Exercise requirements >> Could you rewrite every line of the listing below as a numbered list, skipping blank lines and leaving out the pictures?

Data excerpts >>
★ ★ ★ ★ ★ ★ ★

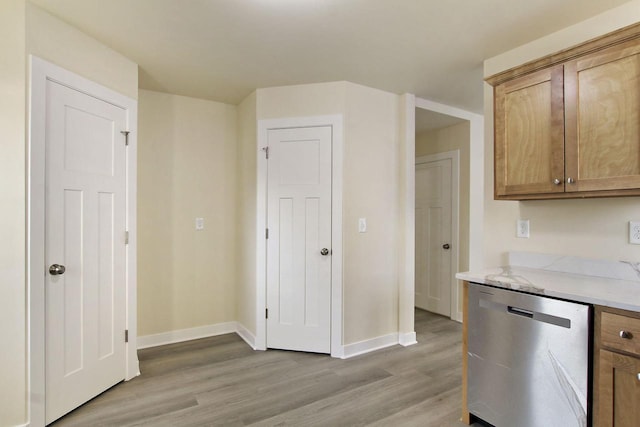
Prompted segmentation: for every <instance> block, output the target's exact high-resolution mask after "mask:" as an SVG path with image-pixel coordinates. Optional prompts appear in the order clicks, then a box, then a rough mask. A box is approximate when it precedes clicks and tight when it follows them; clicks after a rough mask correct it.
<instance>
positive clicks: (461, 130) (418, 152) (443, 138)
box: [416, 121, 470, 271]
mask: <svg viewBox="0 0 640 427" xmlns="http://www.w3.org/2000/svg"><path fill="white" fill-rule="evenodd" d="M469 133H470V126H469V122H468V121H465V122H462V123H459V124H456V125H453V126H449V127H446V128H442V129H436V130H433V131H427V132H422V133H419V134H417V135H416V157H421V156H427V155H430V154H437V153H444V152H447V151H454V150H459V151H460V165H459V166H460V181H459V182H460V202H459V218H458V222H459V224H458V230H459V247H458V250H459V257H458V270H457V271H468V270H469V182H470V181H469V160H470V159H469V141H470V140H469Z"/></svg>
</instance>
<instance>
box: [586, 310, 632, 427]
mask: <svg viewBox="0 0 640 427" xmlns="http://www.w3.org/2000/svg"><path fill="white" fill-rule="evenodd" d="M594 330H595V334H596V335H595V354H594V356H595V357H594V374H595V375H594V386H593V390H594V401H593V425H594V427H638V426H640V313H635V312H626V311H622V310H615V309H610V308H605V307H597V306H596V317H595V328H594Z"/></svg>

★ ★ ★ ★ ★ ★ ★

Solution >>
1. Prompted segmentation: for every <instance> block, output the target's exact high-resolution mask after "mask:" as an SVG path with image-pixel coordinates. Optional prompts appear in the order clicks, then a box, then a rough mask. A box is approximate when it precedes clicks and tight when it follows them; clicks after a rough mask correct it.
2. <instance>
3. positive clicks: (461, 130) (418, 152) (443, 138)
4. box: [416, 121, 470, 271]
5. mask: <svg viewBox="0 0 640 427" xmlns="http://www.w3.org/2000/svg"><path fill="white" fill-rule="evenodd" d="M469 133H470V126H469V122H468V121H465V122H462V123H459V124H456V125H453V126H449V127H446V128H442V129H436V130H433V131H427V132H422V133H419V134H417V135H416V157H421V156H427V155H430V154H437V153H444V152H447V151H454V150H459V151H460V165H459V166H460V181H459V182H460V202H459V218H458V222H459V224H458V230H459V247H458V250H459V257H458V270H457V271H468V270H469V182H470V181H469V160H470V159H469V141H470V140H469Z"/></svg>
6. </instance>
7. <instance>
8. box: [586, 310, 632, 427]
9. mask: <svg viewBox="0 0 640 427" xmlns="http://www.w3.org/2000/svg"><path fill="white" fill-rule="evenodd" d="M594 330H595V334H596V335H595V354H594V356H595V357H594V374H595V375H594V386H593V390H594V401H593V425H594V427H638V426H640V313H635V312H626V311H622V310H615V309H610V308H605V307H597V306H596V317H595V328H594Z"/></svg>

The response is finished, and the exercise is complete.